What you are asked to do:
In the entries below, find the line containing "Search for: flower stem", then copy it and every later line exactly, ending with the last line.

Given data:

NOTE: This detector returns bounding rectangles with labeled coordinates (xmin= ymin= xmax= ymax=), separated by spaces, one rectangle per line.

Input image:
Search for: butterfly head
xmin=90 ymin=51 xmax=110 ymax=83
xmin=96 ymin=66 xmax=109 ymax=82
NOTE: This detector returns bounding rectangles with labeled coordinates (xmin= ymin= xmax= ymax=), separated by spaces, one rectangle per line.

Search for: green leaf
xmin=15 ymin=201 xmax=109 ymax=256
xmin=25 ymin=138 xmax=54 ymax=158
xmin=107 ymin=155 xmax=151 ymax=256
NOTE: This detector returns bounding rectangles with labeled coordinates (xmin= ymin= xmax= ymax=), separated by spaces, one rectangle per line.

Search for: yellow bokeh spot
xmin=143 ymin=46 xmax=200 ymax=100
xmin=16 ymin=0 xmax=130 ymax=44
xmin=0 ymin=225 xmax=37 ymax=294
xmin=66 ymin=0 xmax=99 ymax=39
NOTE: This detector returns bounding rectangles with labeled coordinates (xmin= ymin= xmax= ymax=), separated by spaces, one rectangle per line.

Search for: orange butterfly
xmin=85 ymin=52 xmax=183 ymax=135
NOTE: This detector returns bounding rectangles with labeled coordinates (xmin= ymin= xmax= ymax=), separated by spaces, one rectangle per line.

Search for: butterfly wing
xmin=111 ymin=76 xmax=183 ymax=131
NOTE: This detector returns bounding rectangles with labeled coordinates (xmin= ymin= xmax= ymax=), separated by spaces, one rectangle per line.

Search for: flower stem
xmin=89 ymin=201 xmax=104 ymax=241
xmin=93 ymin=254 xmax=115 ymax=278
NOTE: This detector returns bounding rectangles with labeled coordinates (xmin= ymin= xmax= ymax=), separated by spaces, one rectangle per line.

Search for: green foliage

Result for this exercise:
Search for: flower stem
xmin=89 ymin=201 xmax=104 ymax=241
xmin=93 ymin=254 xmax=115 ymax=278
NOTE: This detector returns bounding rectangles with labeled coordinates (xmin= ymin= xmax= ymax=), separated by spaces, one rectangle per line.

Search for: green foliage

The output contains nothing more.